#### WORK REQUEST 1:
Translate this sentence from the text on marijuana impairment testing into Spanish: "Getting such data could cost millions of dollars in human trials, and the effects of the drug vary tremendously between users."
#### WORK REQUEST 2:
Continue the text on marijuana impairment testing from the point where it stops.

====== EXCERPTED TEXT ======

Hound’s CEO and co-founder, Mike Lynn, says peer review of the company’s data is “still another couple months away.” Also unknown is the device’s operational tolerance for the often harsh environments of the nation’s roadways. “It hasn’t been done in freezing cold or 100-degree heat, or rain or wind,” Heanue says.
And, more fundamentally, science still lacks data correlating the presence of THC and actual impairment. Getting such data could cost millions of dollars in human trials, and the effects of the drug vary tremendously between users. “There is understandably a strong desire by both lawmakers and the public to create legal limits for marijuana impairment, in the same manner as we do with alcohol,” said Marshall Doney, head of the American Automobile Association, in a landmark 2016 analysis. “In the case of marijuana, this approach is flawed and not supported by scientific research,” Doney added. “It’s simply not possible today to determine whether a driver is impaired based solely on the amount of the drug in their body.” The National Highway Transportation Safety Administration (NHTSA) Drugs and Human Performance Fact Sheet states that “it is inadvisable to try and predict effects based on blood THC concentrations alone, and currently impossible to predict specific effects based on THC-COOH concentrations.” (THC-COOH refers to carboxylic acid, a marijuana metabolite.) “It’ll take time to get all this correlated,” Helmick says.
Existing Science
The key word here is “tolerance.” Morrow, the drug symptomology expert, confirms that just 10 milligrams of THC—one standard Colorado dose—can have significant effects on an inexperienced user. But experienced users quickly develop a tolerance to the drug’s effects, Morrow says. “We need several good-quality research projects that take into account driving behaviors, field evaluations and real-time THC levels,” he adds. “The science we need to have has to be good enough for a majority of people out there.”

====== RECORDS SUPPLIED ======

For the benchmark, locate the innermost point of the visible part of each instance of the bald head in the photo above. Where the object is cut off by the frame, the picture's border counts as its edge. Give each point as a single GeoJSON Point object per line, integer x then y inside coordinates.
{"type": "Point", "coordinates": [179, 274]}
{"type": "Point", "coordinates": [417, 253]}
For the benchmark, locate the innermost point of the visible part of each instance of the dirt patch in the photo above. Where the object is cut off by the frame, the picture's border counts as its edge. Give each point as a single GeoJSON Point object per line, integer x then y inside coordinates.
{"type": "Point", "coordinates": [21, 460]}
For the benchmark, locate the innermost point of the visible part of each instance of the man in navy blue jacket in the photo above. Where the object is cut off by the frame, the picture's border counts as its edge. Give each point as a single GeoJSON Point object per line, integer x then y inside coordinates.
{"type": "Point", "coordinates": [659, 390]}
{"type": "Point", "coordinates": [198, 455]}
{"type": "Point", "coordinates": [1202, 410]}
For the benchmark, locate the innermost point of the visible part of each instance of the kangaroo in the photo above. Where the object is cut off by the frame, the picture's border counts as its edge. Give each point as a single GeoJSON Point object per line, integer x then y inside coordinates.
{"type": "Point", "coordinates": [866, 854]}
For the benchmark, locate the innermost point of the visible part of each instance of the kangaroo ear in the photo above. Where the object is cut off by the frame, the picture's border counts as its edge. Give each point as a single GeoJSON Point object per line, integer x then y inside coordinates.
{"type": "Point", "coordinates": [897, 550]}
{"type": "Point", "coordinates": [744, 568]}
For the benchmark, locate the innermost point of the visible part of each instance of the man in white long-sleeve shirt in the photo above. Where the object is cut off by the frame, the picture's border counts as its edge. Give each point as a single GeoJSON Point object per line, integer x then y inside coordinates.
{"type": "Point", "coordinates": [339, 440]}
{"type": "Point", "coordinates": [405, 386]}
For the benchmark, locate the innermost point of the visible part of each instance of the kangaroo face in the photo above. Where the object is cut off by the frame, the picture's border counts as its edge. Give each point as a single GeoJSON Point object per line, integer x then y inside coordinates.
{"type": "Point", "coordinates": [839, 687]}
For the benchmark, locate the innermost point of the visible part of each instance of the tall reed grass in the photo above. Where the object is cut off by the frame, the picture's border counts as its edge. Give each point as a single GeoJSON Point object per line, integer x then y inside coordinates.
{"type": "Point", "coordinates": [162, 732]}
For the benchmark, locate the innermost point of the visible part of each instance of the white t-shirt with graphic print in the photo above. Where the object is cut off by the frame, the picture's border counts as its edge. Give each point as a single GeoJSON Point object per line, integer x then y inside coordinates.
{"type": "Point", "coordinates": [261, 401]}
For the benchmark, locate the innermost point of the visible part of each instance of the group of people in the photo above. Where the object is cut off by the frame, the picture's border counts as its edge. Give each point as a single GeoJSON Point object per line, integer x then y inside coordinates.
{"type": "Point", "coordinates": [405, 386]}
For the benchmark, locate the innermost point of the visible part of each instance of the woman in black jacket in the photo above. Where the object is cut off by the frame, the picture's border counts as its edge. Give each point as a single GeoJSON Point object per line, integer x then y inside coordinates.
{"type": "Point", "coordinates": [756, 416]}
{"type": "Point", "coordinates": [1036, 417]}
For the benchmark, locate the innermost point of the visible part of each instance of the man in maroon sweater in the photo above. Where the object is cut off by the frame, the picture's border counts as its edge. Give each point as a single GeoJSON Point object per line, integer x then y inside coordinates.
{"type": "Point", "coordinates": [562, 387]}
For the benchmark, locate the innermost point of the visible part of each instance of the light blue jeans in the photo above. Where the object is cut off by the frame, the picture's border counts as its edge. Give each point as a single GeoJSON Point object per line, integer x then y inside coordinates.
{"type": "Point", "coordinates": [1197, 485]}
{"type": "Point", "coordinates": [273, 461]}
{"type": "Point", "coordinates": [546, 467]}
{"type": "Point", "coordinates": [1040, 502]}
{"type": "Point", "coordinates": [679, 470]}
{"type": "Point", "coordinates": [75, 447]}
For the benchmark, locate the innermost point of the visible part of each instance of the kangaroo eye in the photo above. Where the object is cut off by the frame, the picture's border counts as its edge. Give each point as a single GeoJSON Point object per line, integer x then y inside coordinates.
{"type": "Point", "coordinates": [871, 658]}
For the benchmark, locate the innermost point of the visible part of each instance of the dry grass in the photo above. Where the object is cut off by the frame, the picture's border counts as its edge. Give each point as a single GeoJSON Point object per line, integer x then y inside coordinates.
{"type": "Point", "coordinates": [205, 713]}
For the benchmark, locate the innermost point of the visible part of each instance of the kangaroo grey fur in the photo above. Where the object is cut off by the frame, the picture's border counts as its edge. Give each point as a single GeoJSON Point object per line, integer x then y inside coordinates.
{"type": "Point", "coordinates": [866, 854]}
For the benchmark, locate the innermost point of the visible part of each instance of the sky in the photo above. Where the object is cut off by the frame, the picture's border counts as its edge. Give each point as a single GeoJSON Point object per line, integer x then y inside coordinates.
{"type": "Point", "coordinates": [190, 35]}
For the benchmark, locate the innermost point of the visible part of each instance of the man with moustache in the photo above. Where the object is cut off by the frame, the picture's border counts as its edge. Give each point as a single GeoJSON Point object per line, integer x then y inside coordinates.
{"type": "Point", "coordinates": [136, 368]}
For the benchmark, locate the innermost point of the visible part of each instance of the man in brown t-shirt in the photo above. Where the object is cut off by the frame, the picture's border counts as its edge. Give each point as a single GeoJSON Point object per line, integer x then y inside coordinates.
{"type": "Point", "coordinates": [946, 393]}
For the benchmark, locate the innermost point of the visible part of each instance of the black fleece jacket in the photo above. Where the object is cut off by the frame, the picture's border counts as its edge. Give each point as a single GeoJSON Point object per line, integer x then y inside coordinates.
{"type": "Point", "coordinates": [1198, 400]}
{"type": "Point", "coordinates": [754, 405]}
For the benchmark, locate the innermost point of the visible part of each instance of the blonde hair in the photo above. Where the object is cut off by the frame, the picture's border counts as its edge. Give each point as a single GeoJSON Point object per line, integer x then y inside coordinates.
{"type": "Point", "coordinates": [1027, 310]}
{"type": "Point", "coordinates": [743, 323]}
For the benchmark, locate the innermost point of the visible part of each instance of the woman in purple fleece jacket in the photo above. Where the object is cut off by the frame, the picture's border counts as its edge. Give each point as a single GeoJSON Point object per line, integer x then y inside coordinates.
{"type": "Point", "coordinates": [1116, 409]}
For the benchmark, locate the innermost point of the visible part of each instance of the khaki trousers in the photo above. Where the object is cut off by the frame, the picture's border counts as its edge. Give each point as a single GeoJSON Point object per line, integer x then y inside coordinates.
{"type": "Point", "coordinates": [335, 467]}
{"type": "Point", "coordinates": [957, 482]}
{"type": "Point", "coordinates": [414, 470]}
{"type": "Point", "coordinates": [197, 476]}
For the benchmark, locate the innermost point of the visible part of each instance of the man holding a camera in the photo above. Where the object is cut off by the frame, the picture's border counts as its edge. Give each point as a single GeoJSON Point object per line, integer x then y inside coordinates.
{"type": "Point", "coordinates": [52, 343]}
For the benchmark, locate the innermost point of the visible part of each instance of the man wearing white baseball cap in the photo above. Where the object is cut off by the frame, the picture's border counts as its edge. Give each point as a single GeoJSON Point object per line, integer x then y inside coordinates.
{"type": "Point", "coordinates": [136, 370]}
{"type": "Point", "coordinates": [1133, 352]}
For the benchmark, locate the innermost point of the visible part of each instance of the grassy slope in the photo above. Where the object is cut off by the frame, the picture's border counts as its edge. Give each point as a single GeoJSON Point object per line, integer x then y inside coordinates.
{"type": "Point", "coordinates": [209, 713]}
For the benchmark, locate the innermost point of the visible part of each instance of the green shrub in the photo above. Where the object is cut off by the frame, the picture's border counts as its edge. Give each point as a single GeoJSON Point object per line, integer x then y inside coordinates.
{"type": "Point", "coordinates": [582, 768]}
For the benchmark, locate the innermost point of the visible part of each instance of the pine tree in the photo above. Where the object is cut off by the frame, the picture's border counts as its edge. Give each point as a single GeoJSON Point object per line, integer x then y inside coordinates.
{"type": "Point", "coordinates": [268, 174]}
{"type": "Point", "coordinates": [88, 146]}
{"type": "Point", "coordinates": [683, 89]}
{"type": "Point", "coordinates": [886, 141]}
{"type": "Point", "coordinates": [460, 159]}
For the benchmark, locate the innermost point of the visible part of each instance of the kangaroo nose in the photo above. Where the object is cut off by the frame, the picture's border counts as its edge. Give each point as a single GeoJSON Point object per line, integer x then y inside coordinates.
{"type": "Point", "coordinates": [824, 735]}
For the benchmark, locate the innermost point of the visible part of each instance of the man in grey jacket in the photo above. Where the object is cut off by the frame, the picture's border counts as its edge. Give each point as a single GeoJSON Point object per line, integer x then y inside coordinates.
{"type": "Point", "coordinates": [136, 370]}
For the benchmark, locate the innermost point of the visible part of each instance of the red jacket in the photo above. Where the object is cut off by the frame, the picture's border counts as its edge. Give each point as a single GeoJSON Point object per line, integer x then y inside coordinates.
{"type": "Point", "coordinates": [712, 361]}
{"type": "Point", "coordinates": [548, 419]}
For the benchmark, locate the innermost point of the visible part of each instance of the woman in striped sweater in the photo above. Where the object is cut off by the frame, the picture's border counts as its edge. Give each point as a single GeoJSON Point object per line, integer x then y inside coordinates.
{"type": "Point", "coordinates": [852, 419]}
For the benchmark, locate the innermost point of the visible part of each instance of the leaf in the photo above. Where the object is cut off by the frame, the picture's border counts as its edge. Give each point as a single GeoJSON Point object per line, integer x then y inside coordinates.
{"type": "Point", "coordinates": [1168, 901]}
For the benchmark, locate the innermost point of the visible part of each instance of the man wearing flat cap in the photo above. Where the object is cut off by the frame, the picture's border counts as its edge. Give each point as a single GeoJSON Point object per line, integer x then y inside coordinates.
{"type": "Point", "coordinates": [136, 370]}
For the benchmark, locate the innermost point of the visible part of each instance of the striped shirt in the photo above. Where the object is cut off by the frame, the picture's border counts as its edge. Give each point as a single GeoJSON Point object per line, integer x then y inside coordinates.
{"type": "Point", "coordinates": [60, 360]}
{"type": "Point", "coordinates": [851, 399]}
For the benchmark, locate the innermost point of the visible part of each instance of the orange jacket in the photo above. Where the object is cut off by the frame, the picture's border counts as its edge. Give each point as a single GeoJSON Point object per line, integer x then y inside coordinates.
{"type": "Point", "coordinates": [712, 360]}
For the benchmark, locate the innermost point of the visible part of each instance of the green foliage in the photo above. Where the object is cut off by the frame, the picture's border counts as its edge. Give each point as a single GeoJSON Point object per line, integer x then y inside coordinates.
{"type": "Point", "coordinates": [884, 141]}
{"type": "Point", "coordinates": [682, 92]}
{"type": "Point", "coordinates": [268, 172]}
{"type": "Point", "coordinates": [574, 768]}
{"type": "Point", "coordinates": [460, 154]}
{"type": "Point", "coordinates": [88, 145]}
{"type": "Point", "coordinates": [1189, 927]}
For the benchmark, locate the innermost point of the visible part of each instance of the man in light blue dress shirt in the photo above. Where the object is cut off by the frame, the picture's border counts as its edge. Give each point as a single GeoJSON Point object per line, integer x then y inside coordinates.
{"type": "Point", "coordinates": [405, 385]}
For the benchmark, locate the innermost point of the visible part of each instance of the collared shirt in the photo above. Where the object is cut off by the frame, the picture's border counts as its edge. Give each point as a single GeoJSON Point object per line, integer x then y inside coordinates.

======

#### EXPECTED OUTPUT 1:
Obtener esos datos podría costar millones de dólares en ensayos con seres humanos, y los efectos de la droga varían enormemente entre los usuarios.

#### EXPECTED OUTPUT 2:
That’s because THC has a vastly different action in the body—or pharmacokinetics—than ethanol, the active ingredient in alcoholic drinks. Ethanol is unique in that its pharmacokinetics are rather linear—it is a nervous system depressant, and the more you drink the drunker you consistently get, leading to the widely accepted limit of about 0.08 blood alcohol content for driving. By contrast, THC is a nervous system modulator. It mimics the endogenous neurotransmitter anandamide, altering nerve cell signaling in ways for which experienced users compensate.
While drunk drivers tend to be over-confident, stoned drivers are the opposite, Morrow says. Some of them flat-out refuse to drive. The NHTSA fact sheet states that “Marijuana has been shown to impair performance on driving simulator tasks on open and closed driving courses for up to three hours.” But the agency has also noted that “some [THC-intoxicated] drivers may actually be able to improve performance for brief periods by overcompensating for self-perceived impairment.” One study pegged the crash risk of stoned driving at a level of 2, versus 1 for a sober driver, 7 for drunk driving—and 23 for driving while texting.
The Hound should be ready for sales to police departments by late next year at a target cost of $500 to $1,000 per unit, Lynn says, adding that he is confident there is a correlation between impairment and active THC in breath. Planned tests on human subjects, however, have been delayed while Hound Labs refines the device. “I hope we will make a difference,” he says.